_LISTING_
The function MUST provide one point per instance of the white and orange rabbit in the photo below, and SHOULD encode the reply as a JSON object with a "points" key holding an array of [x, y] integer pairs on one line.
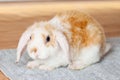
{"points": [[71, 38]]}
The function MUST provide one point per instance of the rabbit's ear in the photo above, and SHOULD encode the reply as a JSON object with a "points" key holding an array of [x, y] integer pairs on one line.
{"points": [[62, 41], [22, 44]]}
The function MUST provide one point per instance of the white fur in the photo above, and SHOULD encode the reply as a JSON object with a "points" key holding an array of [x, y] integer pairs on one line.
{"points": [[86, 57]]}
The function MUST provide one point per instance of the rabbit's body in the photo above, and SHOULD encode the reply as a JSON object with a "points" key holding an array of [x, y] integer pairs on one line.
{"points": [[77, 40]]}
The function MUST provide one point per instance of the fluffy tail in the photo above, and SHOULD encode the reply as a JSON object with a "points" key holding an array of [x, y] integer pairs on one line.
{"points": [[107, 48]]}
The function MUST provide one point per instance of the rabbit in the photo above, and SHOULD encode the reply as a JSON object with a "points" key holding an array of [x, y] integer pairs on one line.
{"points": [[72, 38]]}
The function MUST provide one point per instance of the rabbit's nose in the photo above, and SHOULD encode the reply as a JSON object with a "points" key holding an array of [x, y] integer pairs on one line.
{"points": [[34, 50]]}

_DIRECTIONS FOR THIS TASK_
Rewrite every line of the entries above as a JSON list of strings, one string per line, skipping blank lines and leaving the pictures out.

_PROBLEM SOLUTION_
[
  "The function MUST provide one point per instance of the white and orange rabbit in the photo below, and SHOULD encode the reply as a JSON object with a \"points\" key holding an array of [x, y] integer pairs on one line.",
  "{\"points\": [[71, 38]]}",
  "The function MUST provide one point per instance of the rabbit's ear in the photo above, and SHOULD encode the reply as a JSON object with a \"points\" key holding an array of [x, y] integer pairs on one line.",
  "{\"points\": [[62, 41], [22, 44]]}",
  "The function MUST provide one point per instance of the white fur in the photo above, and SHOULD encode the reply as a JSON object with a \"points\" key holding an array of [x, y] integer pairs on one line.",
  "{\"points\": [[86, 57]]}",
  "The function MUST provide one point per instance of the rabbit's body in the photo above, and SHOULD encode the reply as a JSON object with a \"points\" key holding an array of [x, y] integer pairs on one line.",
  "{\"points\": [[77, 40]]}",
  "The function MUST provide one point per instance of the fluffy tail in the photo above, and SHOULD encode the reply as a JSON object with a \"points\" key holding an array of [x, y] integer pairs on one line.",
  "{\"points\": [[107, 48]]}",
  "The function MUST provide one point per instance of the rabbit in the photo above, and SHOULD encode the reply as a JSON object with a \"points\" key holding an array of [x, y] integer pairs on one line.",
  "{\"points\": [[72, 38]]}",
  "The function MUST provide one point per instance of the rabbit's nose in the photo above, and SHOULD encode the reply as a JSON object with a \"points\" key holding an array of [x, y] integer pairs on one line.",
  "{\"points\": [[34, 50]]}"
]